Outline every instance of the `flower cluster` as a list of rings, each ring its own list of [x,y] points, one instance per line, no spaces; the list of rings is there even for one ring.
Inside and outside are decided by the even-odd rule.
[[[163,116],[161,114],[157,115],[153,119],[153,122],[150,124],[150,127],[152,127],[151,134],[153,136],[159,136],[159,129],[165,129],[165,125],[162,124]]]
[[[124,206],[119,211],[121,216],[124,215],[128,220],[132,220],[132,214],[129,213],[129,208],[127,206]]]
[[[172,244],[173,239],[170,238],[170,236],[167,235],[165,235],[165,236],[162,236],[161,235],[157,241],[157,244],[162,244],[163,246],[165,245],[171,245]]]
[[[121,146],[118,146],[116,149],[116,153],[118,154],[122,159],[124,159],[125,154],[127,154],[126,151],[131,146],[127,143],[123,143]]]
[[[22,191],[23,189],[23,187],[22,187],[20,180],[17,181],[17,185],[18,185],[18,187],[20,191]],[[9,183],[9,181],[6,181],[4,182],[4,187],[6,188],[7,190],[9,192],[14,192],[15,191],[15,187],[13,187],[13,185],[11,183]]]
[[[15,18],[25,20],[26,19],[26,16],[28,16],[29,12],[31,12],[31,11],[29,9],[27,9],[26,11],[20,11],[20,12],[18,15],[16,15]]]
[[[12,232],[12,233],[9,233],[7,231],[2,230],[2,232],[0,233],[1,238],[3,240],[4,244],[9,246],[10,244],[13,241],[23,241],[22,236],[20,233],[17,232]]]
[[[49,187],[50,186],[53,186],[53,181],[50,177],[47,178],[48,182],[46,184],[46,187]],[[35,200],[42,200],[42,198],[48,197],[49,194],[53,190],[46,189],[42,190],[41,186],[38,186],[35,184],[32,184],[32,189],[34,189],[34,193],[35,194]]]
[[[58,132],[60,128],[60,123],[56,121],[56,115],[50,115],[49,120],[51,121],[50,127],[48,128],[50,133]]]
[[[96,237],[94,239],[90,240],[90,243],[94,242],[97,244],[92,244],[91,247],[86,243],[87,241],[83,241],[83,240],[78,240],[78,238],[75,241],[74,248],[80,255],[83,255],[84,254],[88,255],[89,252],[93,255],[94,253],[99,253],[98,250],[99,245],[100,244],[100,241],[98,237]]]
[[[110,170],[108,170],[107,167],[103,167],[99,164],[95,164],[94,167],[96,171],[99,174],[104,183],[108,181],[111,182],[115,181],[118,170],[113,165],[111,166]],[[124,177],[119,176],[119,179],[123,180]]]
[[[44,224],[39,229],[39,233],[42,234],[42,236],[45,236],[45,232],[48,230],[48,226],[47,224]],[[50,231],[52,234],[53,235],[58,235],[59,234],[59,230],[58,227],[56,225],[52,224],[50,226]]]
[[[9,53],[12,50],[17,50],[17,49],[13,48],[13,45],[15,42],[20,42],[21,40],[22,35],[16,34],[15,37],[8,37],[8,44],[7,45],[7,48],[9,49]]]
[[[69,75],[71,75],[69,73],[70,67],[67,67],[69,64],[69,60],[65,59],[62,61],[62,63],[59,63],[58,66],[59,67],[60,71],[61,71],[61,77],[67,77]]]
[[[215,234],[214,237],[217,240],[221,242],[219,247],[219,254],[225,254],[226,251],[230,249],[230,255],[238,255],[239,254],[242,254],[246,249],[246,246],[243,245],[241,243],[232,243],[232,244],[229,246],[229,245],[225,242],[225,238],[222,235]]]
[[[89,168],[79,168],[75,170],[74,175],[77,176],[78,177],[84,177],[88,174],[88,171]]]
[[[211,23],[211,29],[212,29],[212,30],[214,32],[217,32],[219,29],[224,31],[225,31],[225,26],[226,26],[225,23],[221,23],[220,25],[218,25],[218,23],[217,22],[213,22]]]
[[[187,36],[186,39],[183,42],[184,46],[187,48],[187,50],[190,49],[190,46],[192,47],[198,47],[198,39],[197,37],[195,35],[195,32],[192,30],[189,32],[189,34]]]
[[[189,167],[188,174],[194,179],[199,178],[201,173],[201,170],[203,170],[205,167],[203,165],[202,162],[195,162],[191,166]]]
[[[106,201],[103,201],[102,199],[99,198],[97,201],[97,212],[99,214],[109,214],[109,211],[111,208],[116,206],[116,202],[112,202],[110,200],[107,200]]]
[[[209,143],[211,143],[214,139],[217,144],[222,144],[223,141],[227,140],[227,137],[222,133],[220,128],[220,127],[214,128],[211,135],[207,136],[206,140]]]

*Request*.
Set all of the entries down again, exactly as they were given.

*Exercise answer*.
Outline every instance of the `flower cluster` as a list of rings, each ring its own list of [x,y] points, one instance per line, no spaces; the list of rings is there even for one ring.
Inside and outside are decided by the even-odd rule.
[[[163,116],[161,114],[157,115],[153,119],[153,122],[150,124],[150,127],[152,127],[151,134],[153,136],[159,136],[159,129],[165,129],[165,125],[162,124]]]
[[[124,206],[119,211],[121,216],[124,215],[128,220],[132,220],[132,214],[129,213],[129,208],[127,206]]]
[[[172,244],[173,239],[170,238],[170,236],[167,235],[165,235],[165,236],[162,236],[161,235],[157,241],[157,244],[162,244],[163,246],[165,245],[171,245]]]
[[[121,146],[118,146],[116,149],[116,153],[118,154],[122,159],[124,159],[125,154],[127,154],[126,151],[131,146],[127,143],[123,143]]]
[[[22,191],[23,189],[23,187],[22,187],[20,180],[17,181],[17,185],[18,185],[18,187],[20,191]],[[9,183],[9,181],[6,181],[4,182],[4,187],[6,188],[7,190],[9,192],[14,192],[15,191],[15,187],[13,187],[13,185],[11,183]]]
[[[15,18],[25,20],[26,19],[26,16],[28,16],[29,12],[31,12],[31,11],[29,9],[27,9],[26,11],[20,11],[20,12],[18,15],[16,15]]]
[[[12,232],[12,233],[9,233],[7,231],[2,230],[2,232],[0,233],[1,238],[3,240],[4,244],[9,246],[10,244],[13,241],[23,241],[22,236],[20,233],[17,232]]]
[[[49,187],[50,186],[53,186],[53,181],[50,177],[47,178],[48,182],[46,184],[46,187]],[[35,200],[42,200],[42,198],[48,197],[49,194],[53,190],[46,189],[42,190],[41,186],[38,186],[35,184],[32,184],[32,189],[34,189],[34,193],[35,194]]]
[[[58,132],[60,128],[60,123],[56,121],[56,115],[50,115],[49,120],[51,121],[50,127],[48,128],[50,133]]]
[[[96,237],[94,239],[90,240],[90,243],[94,242],[97,244],[92,244],[91,247],[86,243],[87,241],[83,241],[83,240],[78,240],[78,238],[75,241],[74,248],[80,255],[83,255],[84,254],[88,255],[89,252],[93,255],[94,253],[99,253],[98,250],[99,245],[100,244],[100,241],[98,237]]]
[[[110,170],[108,170],[107,167],[103,167],[99,164],[95,164],[94,167],[96,171],[99,174],[104,183],[108,181],[111,182],[115,181],[118,170],[113,165],[111,166]],[[124,177],[119,176],[119,179],[123,180]]]
[[[44,224],[39,229],[39,233],[42,234],[42,236],[45,236],[45,232],[48,230],[48,226],[47,224]],[[50,231],[52,234],[53,235],[58,235],[59,234],[59,230],[58,227],[56,225],[52,224],[50,226]]]
[[[9,53],[12,50],[17,50],[17,49],[13,48],[13,45],[15,42],[20,42],[21,40],[22,35],[16,34],[15,37],[8,37],[8,44],[7,45],[7,48],[9,49]]]
[[[69,75],[71,75],[69,73],[70,67],[67,67],[69,64],[69,60],[65,59],[62,61],[62,63],[59,63],[58,66],[59,67],[60,71],[61,71],[61,77],[67,77]]]
[[[215,234],[214,237],[217,240],[221,242],[219,247],[219,254],[225,254],[226,251],[230,249],[230,255],[238,255],[239,254],[242,254],[246,249],[246,246],[243,245],[241,243],[232,243],[232,244],[229,246],[229,245],[225,242],[225,238],[222,235]]]
[[[89,168],[79,168],[75,170],[74,175],[77,176],[78,177],[84,177],[88,174],[88,171]]]
[[[211,23],[211,29],[212,29],[212,30],[214,32],[217,32],[219,29],[224,31],[225,31],[225,26],[226,26],[225,23],[221,23],[220,25],[218,25],[218,23],[217,22],[213,22]]]
[[[187,36],[186,39],[183,42],[184,46],[187,48],[187,50],[190,49],[190,46],[192,47],[198,47],[198,39],[197,37],[195,35],[195,32],[192,30],[189,32],[189,34]]]
[[[189,167],[188,174],[194,179],[199,178],[201,173],[201,170],[203,170],[205,167],[203,165],[202,162],[195,162],[191,166]]]
[[[106,201],[103,201],[102,199],[99,198],[97,201],[97,212],[99,214],[109,214],[109,211],[111,208],[116,206],[116,202],[112,202],[110,200],[107,200]]]
[[[209,143],[211,143],[214,139],[217,144],[222,144],[223,141],[227,140],[227,137],[222,133],[220,128],[220,127],[214,128],[211,135],[207,136],[206,140]]]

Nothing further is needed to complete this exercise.